WHAT TO DO> Copy every one of the records below word for word, leaving out the pictures.

— start MATERIAL SHOWN —

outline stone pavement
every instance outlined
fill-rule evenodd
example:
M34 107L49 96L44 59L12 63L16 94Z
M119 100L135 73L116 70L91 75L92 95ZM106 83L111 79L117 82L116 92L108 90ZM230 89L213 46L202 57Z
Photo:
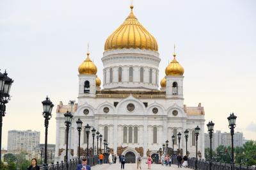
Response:
M147 167L147 164L144 163L141 163L141 169L148 169ZM119 163L114 164L112 165L109 164L102 164L100 166L96 166L92 167L92 170L117 170L121 169L121 164ZM135 164L125 164L124 166L124 170L136 170L137 169L137 165ZM163 169L172 169L172 170L177 170L177 169L192 169L189 168L178 168L178 166L176 165L172 165L171 167L169 166L162 166L161 164L152 164L151 169L152 170L163 170Z

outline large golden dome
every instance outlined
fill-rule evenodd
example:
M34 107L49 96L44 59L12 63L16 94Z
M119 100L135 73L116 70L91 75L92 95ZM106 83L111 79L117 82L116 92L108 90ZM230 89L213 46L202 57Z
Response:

— end MATERIAL SHOWN —

SOLUTION TO THE EXERCISE>
outline stone pavement
every instance outlined
fill-rule evenodd
example:
M34 107L49 96L44 59L12 63L16 94Z
M119 100L135 73L116 70L91 75L92 95ZM106 83L111 79L117 82L116 92L108 90ZM230 89L213 46L202 57Z
Photo:
Response:
M147 167L147 164L144 163L141 163L141 169L148 169ZM119 163L114 164L112 165L109 164L102 164L100 166L96 166L92 167L92 170L117 170L121 169L121 164ZM135 164L125 164L124 166L124 170L136 170L137 169L137 165ZM163 169L172 169L172 170L177 170L177 169L192 169L189 168L178 168L178 166L176 165L172 165L171 167L169 166L162 166L161 164L152 164L151 169L152 170L163 170Z

outline large golden dome
every instance outlined
fill-rule evenodd
example:
M34 107L49 96L44 59L12 63L16 94Z
M119 100L135 73L116 70L91 75L92 95ZM106 83L111 79L117 82L116 92L108 90ZM230 89L213 46L202 57Z
Response:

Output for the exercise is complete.